— Extrait à lire —
++++++++++++++++++++
Sisyphe au Jardin du Luxembourg (source : photo de Monique Joly sur le blog moniquetdany)

S’il y a quelqu’un qui prend une place pour le moins absurde dans l’histoire d’Oran, c’est bien Camus.

Qu’est-ce que l’absurde ? On pourrait en écrire des tonnes (ça a déjà été fait) mais c’est très simple, c’est ce qui n’obéit pas à la logique. Et la logique, c’est le principe de non-contradiction : un élément quel qu’il soit ne peut être à la fois une chose et son contraire, en même temps.

On ne peut pas mesurer plus de 1.85m et moins de 1.85m. Le chiffre 15 ne peut pas être à la fois pair et impair. On ne peut pas aller à la fois à droite et à gauche.

Au royaume de l’absurde, tout est possible, et plus particulièrement tout et son contraire. C’est la grande Voie de l’Ambiguïté : deux sens sont possibles en même temps. Ça demande plus de finesse que la logique aristotélicienne.

C’est d’ailleurs ce qui fait son charme et je ne connais aucun grand esprit qui n’ait succombé à la subtilité d’une pensée du tout et son contraire, à commencer par la plus ancienne d’entre toutes, celle d’Héraclite.

Le problème est que personne n’aime la pensée du tout et son contraire. Evidemment, on y perd son latin. Si toute vérité se résout finalement dans une contradiction insoluble, alors il n’y a plus qu’à se taire. C’est d’ailleurs ce que conseillaient les gnostiques.

Mais laissons de côté l’histoire de la philosophie et jetons un œil sur notre Camus historique.

En quoi la présence de Camus dans l’histoire d’Oran est-elle absurde ?

Albert Camus et Michel Gallimard en Grèce en 1958

Pour se rendre compte de l’absurdité du problème Camus, il suffit de passer par la pensée du tout et son contraire. De l’ambiguïté de la parole d’un homme à l’intelligence hors du commun.
++++++++++++++++++++
— Détail de la tâche —
Écrivez la suite du texte sur la place de Camus dans l'histoire d'Oran en reprenant juste après sa dernière phrase. Les données placées plus bas n'ont aucun rôle ici.

[Entrées d'un jeu de données d'annotation]
++++++++++++++++++++
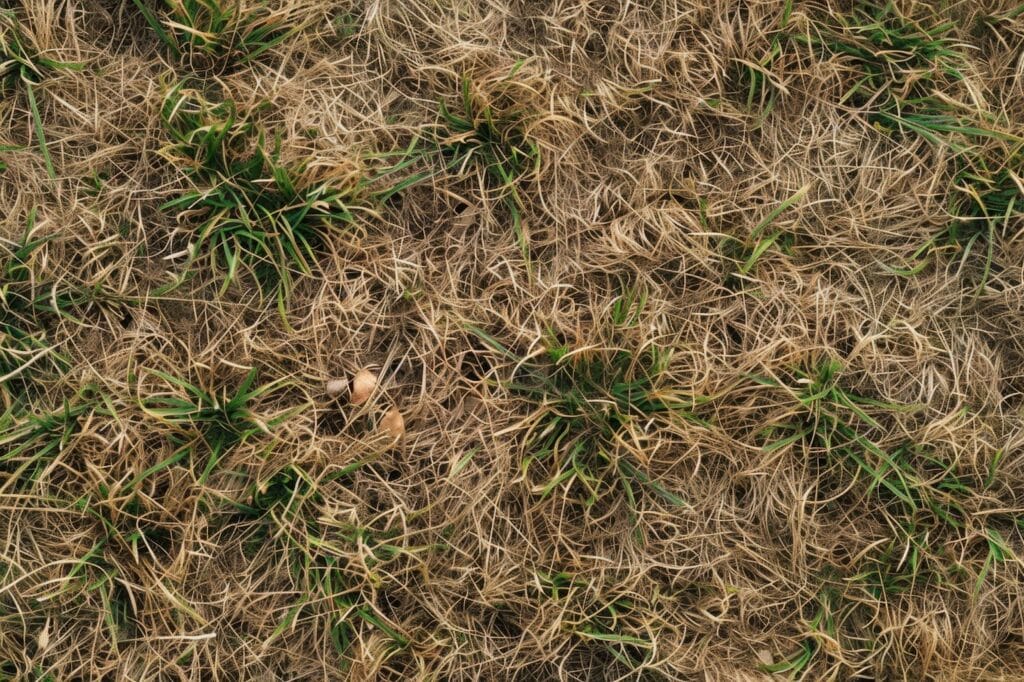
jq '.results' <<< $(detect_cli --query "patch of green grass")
[736,0,793,120]
[537,571,653,670]
[754,360,1017,677]
[162,82,355,307]
[0,9,82,179]
[0,209,100,406]
[471,315,705,508]
[760,589,839,679]
[132,0,302,71]
[722,184,810,288]
[889,146,1024,294]
[0,388,105,492]
[373,68,541,260]
[234,463,410,664]
[138,368,302,489]
[791,2,1005,145]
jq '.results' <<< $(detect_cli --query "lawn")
[0,0,1024,682]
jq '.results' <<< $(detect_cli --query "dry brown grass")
[6,0,1024,681]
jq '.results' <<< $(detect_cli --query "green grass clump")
[792,2,992,143]
[735,0,793,119]
[473,313,703,508]
[233,463,409,665]
[0,389,105,492]
[138,368,294,488]
[0,210,86,406]
[755,360,1016,677]
[162,83,355,305]
[0,9,82,179]
[537,571,653,670]
[374,70,541,257]
[914,147,1024,293]
[132,0,301,71]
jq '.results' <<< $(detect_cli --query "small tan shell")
[380,408,406,441]
[325,379,348,397]
[350,370,377,404]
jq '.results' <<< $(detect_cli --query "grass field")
[0,0,1024,682]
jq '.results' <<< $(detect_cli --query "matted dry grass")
[0,0,1024,681]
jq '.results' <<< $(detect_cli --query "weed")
[471,328,705,508]
[737,0,793,119]
[132,0,302,71]
[234,463,408,660]
[371,69,541,261]
[138,368,302,483]
[723,184,810,286]
[0,9,82,179]
[162,82,362,305]
[537,571,653,670]
[761,588,839,679]
[890,147,1024,294]
[0,389,104,492]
++++++++++++++++++++
— Bonne réponse —
Je ne prendrai pour exemple que cet extrait de l’Été :

Mais l’innocence a besoin du sable et des pierres. Et l’homme a désappris d’y vivre. Il faut le croire du moins, puisqu’il s’est retranché dans cette ville singulière où dort l’ennui. Cependant, c’est cette confrontation qui fait le prix d’Oran. Capitale de l’ennui, assiégée par l’innocence et la beauté, l’armée qui l’enserre a autant de soldats que de pierres.

Dans la ville, et à certaines heures, pourtant, quelle tentation de passer à l’ennemi ! quelle tentation de s’identifier à ces pierres, de se confondre avec cet univers brûlant et impassible qui défie l’histoire et ses agitations ! Cela est vain sans doute.

Mais il y a dans chaque homme un instinct profond qui n’est ni celui de la destruction, ni celui de la création. Il s’agit seulement de ne ressembler à rien. À l’ombre des murs chauds d’Oran, sur son asphalte poussiéreux, on entend parfois cette invitation.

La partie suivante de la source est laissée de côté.